● Work required
Everything in the records below is to be reproduced exactly, apart from the images.

- Opening Delimiter -

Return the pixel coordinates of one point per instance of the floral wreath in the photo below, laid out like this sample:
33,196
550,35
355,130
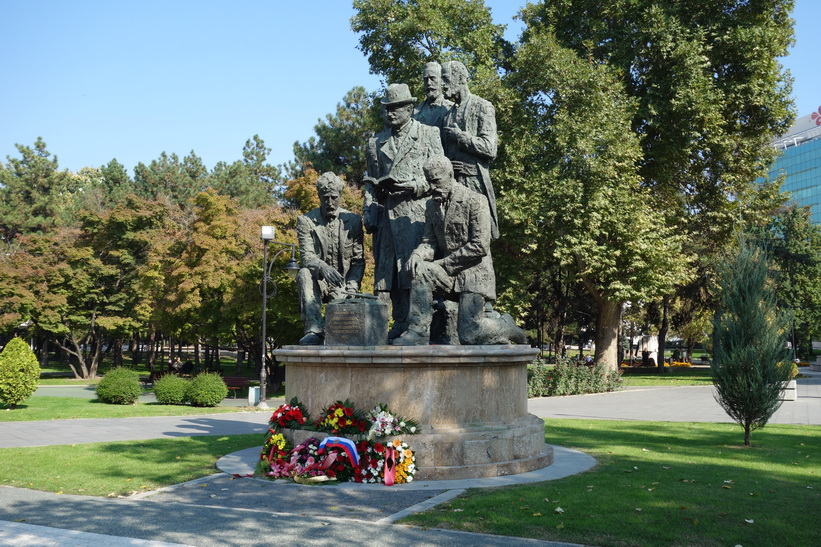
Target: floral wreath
314,461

- Closing Delimiter -

● Written solution
Return the pixel coordinates of one point per instance of the floral wreath in the photo below, laid out like this sample:
33,196
550,35
355,130
Target: floral wreath
314,461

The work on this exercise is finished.